(Collected data)
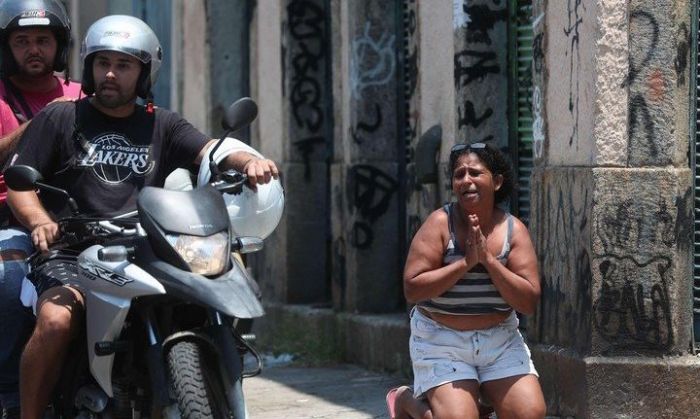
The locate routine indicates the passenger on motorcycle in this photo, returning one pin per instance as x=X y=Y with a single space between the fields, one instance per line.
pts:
x=34 y=37
x=102 y=150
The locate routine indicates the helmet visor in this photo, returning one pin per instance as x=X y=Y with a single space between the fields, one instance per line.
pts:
x=23 y=13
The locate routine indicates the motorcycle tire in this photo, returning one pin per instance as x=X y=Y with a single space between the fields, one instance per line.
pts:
x=196 y=382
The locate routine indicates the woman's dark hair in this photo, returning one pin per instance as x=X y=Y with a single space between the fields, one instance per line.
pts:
x=494 y=160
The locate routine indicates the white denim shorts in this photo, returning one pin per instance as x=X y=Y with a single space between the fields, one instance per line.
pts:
x=443 y=355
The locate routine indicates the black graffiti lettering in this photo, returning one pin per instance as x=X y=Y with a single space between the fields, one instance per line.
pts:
x=538 y=52
x=305 y=98
x=306 y=29
x=305 y=20
x=645 y=21
x=572 y=31
x=306 y=147
x=362 y=235
x=468 y=117
x=565 y=259
x=368 y=127
x=372 y=191
x=682 y=47
x=634 y=315
x=482 y=20
x=474 y=65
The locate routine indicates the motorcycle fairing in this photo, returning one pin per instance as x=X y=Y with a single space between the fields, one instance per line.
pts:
x=199 y=212
x=231 y=293
x=109 y=288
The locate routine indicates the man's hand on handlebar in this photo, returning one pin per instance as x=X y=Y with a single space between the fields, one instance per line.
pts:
x=44 y=235
x=260 y=171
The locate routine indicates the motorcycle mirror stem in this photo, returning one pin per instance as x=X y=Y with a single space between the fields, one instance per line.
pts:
x=27 y=178
x=241 y=113
x=71 y=202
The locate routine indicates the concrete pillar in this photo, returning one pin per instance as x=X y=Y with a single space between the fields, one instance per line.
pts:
x=268 y=136
x=367 y=249
x=430 y=99
x=481 y=70
x=305 y=116
x=612 y=209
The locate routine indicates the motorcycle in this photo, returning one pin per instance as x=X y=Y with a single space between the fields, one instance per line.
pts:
x=162 y=296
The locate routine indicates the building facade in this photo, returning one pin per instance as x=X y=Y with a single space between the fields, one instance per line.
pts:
x=360 y=102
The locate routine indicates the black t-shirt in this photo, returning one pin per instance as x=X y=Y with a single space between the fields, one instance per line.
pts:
x=105 y=161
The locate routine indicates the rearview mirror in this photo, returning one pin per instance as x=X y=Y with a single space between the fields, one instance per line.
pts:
x=240 y=114
x=22 y=178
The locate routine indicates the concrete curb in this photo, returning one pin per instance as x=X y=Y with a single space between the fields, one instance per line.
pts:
x=317 y=336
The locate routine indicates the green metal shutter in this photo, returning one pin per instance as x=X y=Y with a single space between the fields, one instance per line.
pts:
x=695 y=68
x=520 y=112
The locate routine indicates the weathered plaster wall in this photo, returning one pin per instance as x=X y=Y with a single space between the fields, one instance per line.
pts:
x=612 y=206
x=196 y=102
x=306 y=122
x=570 y=30
x=267 y=135
x=365 y=172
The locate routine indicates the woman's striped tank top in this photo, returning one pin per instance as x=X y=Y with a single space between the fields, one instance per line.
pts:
x=475 y=292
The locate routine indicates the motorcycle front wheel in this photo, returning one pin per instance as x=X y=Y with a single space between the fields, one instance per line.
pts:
x=196 y=382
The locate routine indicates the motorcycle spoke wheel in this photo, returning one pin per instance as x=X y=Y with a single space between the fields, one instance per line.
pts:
x=196 y=385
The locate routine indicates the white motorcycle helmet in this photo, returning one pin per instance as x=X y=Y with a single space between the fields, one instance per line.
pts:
x=128 y=35
x=251 y=213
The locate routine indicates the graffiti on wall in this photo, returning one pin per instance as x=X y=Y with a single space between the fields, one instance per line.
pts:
x=571 y=30
x=373 y=61
x=633 y=309
x=641 y=125
x=565 y=261
x=307 y=56
x=476 y=60
x=538 y=122
x=658 y=65
x=370 y=193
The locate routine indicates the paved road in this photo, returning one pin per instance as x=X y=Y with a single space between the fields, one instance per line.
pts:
x=288 y=392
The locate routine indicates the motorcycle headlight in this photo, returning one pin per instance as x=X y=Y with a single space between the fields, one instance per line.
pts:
x=204 y=255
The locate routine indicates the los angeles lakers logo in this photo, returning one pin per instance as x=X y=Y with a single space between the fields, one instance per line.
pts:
x=114 y=159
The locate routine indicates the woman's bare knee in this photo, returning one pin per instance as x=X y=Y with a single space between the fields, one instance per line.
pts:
x=59 y=312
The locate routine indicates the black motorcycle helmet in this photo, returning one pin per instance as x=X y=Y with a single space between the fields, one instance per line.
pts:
x=33 y=13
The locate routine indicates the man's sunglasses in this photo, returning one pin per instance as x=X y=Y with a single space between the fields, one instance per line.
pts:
x=460 y=147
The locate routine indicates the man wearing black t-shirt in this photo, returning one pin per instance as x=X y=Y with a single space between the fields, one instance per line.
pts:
x=102 y=150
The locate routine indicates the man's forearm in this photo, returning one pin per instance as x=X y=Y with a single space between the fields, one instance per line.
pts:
x=8 y=143
x=28 y=209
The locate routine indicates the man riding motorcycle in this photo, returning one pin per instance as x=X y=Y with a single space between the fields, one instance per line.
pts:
x=104 y=149
x=34 y=38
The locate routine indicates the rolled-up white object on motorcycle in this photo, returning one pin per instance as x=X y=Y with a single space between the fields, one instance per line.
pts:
x=229 y=145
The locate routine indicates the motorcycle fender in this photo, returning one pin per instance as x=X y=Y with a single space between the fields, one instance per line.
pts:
x=109 y=288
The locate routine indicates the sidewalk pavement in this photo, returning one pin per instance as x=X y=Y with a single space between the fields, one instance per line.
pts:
x=285 y=391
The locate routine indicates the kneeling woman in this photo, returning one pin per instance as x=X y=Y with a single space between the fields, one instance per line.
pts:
x=470 y=267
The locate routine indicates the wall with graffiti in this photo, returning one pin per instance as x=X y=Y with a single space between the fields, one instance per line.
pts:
x=570 y=86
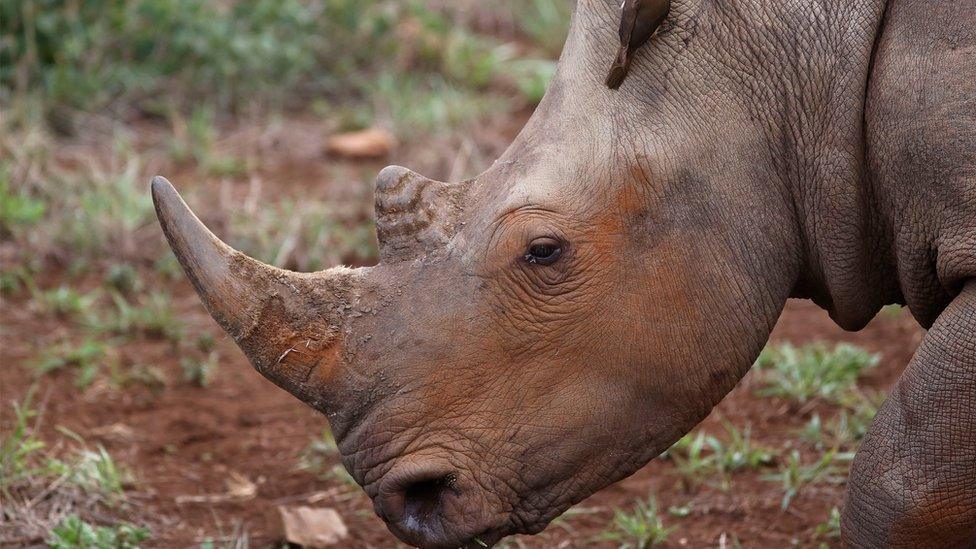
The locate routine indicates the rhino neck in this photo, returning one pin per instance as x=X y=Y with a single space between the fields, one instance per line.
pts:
x=818 y=146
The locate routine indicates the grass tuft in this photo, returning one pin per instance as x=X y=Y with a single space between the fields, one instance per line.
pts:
x=802 y=374
x=640 y=528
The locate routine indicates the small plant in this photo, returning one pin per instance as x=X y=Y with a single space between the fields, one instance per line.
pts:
x=123 y=278
x=639 y=529
x=794 y=476
x=812 y=372
x=200 y=371
x=75 y=533
x=848 y=427
x=829 y=529
x=339 y=474
x=96 y=472
x=18 y=448
x=152 y=317
x=702 y=455
x=65 y=302
x=317 y=455
x=18 y=210
x=86 y=358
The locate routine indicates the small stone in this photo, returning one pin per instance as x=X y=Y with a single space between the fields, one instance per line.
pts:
x=312 y=527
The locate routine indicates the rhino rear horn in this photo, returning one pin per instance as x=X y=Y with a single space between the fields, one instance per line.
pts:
x=288 y=324
x=415 y=216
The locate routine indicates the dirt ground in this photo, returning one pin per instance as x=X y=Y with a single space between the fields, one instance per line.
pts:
x=185 y=443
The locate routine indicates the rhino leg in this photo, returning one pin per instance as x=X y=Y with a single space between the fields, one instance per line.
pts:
x=913 y=482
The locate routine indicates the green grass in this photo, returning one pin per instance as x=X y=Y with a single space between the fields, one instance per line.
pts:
x=85 y=359
x=639 y=528
x=58 y=491
x=702 y=457
x=829 y=529
x=794 y=476
x=802 y=374
x=19 y=447
x=65 y=302
x=18 y=210
x=75 y=533
x=151 y=316
x=848 y=426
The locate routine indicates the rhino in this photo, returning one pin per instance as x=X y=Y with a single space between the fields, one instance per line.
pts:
x=546 y=328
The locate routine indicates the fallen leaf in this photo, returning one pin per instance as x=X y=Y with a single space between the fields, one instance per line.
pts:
x=312 y=527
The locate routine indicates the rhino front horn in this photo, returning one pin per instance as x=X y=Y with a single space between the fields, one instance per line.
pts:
x=290 y=325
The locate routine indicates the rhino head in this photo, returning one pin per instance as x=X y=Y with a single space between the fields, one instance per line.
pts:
x=543 y=330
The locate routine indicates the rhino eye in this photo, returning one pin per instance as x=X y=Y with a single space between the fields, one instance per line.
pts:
x=543 y=251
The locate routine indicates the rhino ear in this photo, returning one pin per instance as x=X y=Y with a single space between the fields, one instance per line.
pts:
x=415 y=216
x=639 y=19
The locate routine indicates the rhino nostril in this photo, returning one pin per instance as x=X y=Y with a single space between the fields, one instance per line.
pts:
x=422 y=499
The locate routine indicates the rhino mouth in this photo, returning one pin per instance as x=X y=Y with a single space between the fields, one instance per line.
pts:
x=432 y=504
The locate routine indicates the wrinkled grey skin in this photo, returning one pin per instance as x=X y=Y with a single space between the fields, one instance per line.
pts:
x=758 y=150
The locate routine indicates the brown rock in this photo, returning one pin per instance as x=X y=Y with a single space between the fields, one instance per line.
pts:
x=311 y=527
x=370 y=143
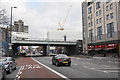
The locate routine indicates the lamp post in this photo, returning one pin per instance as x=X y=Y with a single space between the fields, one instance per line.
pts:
x=10 y=43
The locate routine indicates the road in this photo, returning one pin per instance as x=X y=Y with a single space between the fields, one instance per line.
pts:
x=81 y=68
x=84 y=68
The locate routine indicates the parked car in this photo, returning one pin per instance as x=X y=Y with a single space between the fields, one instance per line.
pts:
x=2 y=69
x=9 y=64
x=61 y=59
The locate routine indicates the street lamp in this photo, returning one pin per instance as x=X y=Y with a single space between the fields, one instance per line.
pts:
x=10 y=45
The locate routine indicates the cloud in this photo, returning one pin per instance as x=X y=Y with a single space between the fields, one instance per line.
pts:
x=43 y=16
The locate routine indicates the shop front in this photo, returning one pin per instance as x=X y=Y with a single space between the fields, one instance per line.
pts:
x=99 y=50
x=91 y=50
x=111 y=49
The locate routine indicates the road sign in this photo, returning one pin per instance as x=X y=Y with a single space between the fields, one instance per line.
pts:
x=10 y=47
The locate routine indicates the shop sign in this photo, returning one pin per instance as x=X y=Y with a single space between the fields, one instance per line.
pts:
x=111 y=45
x=90 y=47
x=100 y=46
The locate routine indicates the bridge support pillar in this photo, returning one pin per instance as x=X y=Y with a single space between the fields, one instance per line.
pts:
x=14 y=51
x=44 y=51
x=70 y=50
x=48 y=49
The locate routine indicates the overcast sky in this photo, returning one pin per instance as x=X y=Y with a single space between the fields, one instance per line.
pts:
x=43 y=16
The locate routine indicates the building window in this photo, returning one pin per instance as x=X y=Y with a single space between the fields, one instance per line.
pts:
x=107 y=8
x=97 y=5
x=111 y=15
x=99 y=12
x=88 y=17
x=99 y=33
x=111 y=6
x=100 y=20
x=97 y=21
x=89 y=10
x=91 y=16
x=110 y=29
x=107 y=17
x=108 y=1
x=91 y=35
x=89 y=24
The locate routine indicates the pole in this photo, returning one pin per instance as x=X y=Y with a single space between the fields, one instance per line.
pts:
x=10 y=34
x=10 y=45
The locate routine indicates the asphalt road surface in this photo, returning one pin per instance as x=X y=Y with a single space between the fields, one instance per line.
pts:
x=85 y=67
x=97 y=68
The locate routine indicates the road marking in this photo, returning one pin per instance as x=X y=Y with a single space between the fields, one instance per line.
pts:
x=52 y=70
x=20 y=72
x=77 y=58
x=76 y=64
x=92 y=68
x=18 y=77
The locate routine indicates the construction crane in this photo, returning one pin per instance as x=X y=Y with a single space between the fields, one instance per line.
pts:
x=61 y=27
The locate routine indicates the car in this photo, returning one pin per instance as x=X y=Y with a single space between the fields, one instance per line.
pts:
x=2 y=69
x=9 y=64
x=61 y=59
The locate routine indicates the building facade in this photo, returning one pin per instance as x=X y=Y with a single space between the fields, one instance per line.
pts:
x=19 y=27
x=4 y=40
x=101 y=27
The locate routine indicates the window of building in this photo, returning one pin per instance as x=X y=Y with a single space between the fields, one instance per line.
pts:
x=97 y=5
x=111 y=15
x=88 y=17
x=99 y=33
x=97 y=21
x=89 y=24
x=111 y=6
x=107 y=17
x=110 y=29
x=108 y=1
x=97 y=13
x=91 y=16
x=89 y=10
x=107 y=8
x=91 y=35
x=100 y=20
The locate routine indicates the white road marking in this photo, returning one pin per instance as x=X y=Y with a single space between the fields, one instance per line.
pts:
x=52 y=70
x=114 y=71
x=76 y=64
x=77 y=58
x=20 y=72
x=18 y=77
x=92 y=68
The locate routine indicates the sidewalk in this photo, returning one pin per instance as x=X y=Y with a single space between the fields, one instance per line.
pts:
x=30 y=69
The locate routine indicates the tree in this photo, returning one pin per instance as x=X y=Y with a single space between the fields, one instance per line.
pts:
x=4 y=20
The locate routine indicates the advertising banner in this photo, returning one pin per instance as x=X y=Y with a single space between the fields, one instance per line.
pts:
x=112 y=45
x=91 y=47
x=100 y=46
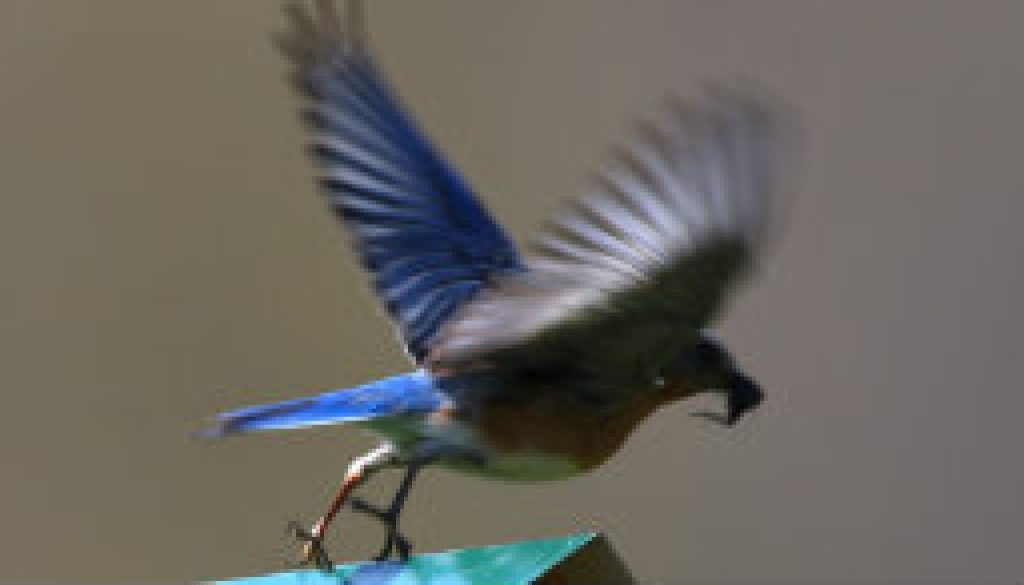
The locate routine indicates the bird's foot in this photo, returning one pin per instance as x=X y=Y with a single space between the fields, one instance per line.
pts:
x=396 y=544
x=312 y=549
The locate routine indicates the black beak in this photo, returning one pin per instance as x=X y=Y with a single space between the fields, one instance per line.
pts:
x=743 y=394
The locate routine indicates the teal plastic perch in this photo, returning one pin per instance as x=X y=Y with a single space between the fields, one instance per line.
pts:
x=583 y=558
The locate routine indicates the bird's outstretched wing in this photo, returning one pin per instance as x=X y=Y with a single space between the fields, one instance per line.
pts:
x=625 y=280
x=417 y=227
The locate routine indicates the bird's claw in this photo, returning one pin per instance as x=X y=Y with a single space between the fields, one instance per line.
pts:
x=313 y=552
x=395 y=542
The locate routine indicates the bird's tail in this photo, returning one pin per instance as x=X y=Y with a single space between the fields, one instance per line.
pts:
x=409 y=393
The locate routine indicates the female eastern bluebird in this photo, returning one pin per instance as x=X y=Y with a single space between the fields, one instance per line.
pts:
x=527 y=369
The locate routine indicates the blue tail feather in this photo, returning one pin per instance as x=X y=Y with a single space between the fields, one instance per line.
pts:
x=410 y=393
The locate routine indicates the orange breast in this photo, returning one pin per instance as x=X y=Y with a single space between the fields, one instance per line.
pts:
x=553 y=425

**EXERCISE GOAL:** Reproduce word for word the stretch from the line containing "The locate routine indicates the teal" through the final line of the rows above, including both ends.

**FULL RESPONSE:**
The locate routine indicates the teal plastic perch in this photo, returning one pin per instance as x=X y=Y with a single space between the fields, one instance per line.
pts:
x=583 y=558
The locate routine indicates the bird's outstretched wing in this photo, returning one pin per instance as x=X y=Y with a single space between the fields, one instance per line.
pts:
x=625 y=280
x=417 y=227
The locate routine indicates the bird's claw in this photo, returning one pin per instance as x=X y=Y with a single space between the fields, one instance per line.
pts:
x=313 y=552
x=395 y=542
The locate routine indicates the bird's tail in this photo, returning one pin per instance as x=X y=Y with a single space between the fields, one instance per line.
pts:
x=409 y=393
The locate routine indicates the female eastern bluebird in this photo, returning one pin per instance as x=X y=Y with a single space between the fields, one instance per line.
pts:
x=527 y=369
The locate routine indicates the blue tail feather in this photo, returning one pin per instance as x=X y=Y with a single space between the fields, one instance per line.
pts:
x=410 y=393
The locate routine indicates the orange breast in this photo, returning one pin per instance as x=X y=Y with a single space between the fields, one instance per line.
pts:
x=553 y=425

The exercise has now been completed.